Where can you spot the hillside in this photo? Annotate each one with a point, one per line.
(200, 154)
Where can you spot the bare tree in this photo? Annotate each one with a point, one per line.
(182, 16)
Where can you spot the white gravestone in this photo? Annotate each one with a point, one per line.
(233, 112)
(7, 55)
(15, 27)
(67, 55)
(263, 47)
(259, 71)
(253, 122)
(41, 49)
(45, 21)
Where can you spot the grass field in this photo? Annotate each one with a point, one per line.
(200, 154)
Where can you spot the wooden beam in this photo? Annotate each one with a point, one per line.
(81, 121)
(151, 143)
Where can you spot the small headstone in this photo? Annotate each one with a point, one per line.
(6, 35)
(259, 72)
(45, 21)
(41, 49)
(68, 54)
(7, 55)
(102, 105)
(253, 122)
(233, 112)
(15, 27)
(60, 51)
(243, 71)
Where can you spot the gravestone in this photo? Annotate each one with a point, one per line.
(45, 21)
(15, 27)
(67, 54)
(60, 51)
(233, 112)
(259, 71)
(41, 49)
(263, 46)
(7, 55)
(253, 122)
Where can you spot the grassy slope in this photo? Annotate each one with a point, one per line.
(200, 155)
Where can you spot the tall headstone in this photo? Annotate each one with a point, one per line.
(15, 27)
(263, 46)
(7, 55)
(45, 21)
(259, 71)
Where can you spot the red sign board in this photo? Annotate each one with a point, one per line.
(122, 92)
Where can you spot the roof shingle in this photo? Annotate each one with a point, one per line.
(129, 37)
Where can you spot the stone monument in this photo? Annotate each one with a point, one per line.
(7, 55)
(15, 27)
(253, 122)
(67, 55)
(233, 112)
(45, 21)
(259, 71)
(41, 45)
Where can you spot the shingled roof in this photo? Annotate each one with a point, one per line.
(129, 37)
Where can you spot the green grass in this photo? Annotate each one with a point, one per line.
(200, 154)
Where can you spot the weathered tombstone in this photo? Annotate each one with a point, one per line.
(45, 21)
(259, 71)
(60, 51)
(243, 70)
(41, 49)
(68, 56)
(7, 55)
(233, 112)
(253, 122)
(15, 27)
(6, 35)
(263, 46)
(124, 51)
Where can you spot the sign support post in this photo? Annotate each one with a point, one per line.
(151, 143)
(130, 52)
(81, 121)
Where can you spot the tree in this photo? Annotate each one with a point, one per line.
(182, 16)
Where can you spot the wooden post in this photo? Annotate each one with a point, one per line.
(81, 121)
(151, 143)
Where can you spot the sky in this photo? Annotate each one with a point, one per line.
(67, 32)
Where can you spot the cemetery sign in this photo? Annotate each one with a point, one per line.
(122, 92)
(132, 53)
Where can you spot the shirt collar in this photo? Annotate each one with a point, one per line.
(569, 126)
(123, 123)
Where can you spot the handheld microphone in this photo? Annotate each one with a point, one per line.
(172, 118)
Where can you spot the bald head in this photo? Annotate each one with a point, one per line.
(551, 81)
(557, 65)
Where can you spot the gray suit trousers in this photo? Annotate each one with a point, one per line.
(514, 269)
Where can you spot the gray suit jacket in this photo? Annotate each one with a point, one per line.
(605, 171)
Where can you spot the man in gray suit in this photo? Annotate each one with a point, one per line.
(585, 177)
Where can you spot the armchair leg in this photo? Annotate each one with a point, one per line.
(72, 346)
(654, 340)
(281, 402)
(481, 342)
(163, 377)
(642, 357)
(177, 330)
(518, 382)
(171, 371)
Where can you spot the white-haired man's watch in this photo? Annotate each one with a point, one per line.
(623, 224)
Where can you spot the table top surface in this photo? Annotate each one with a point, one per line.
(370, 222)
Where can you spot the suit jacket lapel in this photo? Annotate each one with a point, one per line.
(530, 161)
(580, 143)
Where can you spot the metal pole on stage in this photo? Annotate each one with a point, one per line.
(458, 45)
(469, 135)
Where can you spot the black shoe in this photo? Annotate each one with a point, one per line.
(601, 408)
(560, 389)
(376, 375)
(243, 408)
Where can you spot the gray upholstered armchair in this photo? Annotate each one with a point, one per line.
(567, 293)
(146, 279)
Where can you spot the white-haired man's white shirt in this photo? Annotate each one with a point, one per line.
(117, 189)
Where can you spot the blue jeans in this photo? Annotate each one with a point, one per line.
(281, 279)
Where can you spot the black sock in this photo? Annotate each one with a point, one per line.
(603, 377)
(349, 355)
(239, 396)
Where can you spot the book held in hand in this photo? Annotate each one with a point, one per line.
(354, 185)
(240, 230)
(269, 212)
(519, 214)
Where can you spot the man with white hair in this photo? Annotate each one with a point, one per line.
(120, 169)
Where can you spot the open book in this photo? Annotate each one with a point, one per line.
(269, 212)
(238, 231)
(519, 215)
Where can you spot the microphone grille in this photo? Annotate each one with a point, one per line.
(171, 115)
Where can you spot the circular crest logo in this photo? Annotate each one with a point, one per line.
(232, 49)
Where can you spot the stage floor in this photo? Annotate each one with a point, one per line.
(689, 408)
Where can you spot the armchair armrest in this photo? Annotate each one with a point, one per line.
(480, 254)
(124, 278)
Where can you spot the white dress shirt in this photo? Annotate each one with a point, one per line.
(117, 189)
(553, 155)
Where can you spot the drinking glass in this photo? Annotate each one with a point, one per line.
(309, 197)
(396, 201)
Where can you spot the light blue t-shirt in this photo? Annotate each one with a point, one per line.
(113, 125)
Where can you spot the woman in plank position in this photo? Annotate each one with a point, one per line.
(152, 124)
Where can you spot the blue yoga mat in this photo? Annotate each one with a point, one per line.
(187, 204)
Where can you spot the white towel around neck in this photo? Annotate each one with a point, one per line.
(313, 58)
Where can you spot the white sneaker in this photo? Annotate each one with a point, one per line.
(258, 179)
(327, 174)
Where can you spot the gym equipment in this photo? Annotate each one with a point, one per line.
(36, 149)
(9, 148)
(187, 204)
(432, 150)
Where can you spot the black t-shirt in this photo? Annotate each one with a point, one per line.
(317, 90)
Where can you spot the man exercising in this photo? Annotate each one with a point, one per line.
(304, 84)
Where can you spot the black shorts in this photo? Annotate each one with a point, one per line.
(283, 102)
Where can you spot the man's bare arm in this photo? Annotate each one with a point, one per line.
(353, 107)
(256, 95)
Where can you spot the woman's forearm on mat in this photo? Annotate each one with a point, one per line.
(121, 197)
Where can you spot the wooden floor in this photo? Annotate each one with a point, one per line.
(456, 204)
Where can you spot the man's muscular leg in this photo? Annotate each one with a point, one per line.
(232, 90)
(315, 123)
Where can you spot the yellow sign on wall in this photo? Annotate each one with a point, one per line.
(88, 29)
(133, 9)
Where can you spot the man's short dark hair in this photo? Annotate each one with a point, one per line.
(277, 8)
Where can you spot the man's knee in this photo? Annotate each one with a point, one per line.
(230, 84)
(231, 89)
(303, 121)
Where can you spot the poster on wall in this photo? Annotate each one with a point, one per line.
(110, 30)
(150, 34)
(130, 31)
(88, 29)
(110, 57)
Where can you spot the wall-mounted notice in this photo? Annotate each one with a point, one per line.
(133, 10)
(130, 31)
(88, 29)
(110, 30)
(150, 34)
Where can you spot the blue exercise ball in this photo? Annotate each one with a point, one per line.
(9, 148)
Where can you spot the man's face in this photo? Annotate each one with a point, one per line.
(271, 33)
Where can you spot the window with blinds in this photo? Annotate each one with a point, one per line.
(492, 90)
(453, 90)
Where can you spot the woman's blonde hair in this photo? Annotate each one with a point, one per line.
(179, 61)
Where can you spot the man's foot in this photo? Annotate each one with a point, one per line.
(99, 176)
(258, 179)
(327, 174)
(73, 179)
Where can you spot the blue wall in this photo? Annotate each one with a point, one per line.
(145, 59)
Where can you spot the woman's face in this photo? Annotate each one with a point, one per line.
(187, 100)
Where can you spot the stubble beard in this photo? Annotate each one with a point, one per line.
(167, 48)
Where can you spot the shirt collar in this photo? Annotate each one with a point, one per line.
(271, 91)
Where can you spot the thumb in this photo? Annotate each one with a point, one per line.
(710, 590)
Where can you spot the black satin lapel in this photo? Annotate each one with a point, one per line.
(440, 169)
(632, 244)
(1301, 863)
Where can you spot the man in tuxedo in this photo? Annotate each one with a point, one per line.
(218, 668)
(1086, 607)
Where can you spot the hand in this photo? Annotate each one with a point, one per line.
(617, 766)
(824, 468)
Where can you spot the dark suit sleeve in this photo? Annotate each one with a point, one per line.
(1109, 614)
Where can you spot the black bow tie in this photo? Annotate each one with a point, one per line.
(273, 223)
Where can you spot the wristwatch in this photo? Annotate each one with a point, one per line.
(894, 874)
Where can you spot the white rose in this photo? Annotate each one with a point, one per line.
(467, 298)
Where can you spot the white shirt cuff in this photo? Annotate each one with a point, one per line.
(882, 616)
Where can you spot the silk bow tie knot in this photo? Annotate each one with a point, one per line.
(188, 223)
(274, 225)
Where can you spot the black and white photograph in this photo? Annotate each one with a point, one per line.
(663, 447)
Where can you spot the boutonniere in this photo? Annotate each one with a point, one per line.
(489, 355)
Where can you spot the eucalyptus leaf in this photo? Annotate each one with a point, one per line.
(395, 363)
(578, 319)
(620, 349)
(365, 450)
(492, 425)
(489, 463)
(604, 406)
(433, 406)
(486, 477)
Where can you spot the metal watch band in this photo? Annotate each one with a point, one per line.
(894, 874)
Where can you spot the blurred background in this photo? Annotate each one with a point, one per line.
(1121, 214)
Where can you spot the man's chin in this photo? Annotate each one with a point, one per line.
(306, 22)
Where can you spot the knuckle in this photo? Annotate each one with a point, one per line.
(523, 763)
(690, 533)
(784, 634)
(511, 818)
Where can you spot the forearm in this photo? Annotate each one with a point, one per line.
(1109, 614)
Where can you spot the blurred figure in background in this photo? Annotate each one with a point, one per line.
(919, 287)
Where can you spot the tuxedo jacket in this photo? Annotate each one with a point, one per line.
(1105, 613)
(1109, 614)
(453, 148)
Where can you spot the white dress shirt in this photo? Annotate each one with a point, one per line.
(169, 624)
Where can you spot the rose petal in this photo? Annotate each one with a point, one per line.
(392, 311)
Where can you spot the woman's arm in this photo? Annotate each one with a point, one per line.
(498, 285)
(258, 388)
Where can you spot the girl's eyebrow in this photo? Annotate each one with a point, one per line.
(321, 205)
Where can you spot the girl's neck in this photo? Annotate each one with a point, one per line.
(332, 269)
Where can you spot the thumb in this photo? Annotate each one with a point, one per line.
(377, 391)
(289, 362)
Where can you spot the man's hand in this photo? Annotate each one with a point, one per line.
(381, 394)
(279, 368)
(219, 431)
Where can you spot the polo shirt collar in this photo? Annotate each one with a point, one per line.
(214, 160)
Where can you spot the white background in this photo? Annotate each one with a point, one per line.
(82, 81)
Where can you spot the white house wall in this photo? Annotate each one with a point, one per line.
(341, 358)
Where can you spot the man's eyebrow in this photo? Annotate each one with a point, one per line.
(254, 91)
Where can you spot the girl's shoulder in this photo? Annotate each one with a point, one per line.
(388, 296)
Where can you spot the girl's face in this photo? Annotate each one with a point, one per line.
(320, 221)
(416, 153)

== == ==

(Exercise brief):
No line before the one containing "Where can you spot the polo" should be copied; restate that line and all the rest through the end of the data above word for word.

(Expected output):
Where can you spot the polo shirt collar in this photo? Annotate each one with a point, one per line.
(214, 160)
Where can you spot the white background in this photo? Annotate each one with a point, one per line.
(82, 81)
Where can you spot the white house wall in this photo? Annotate each one with a point, one per line.
(341, 358)
Where can you spot the man's eyebrow in this photo? Annotate each one with a point, one per line.
(254, 91)
Where can you spot the girl's shoulder in this photo? Annotate each one with a point, one per line.
(388, 296)
Where can you spot the girl's face in this photo? Annotate each one with a point, one per line.
(320, 221)
(416, 153)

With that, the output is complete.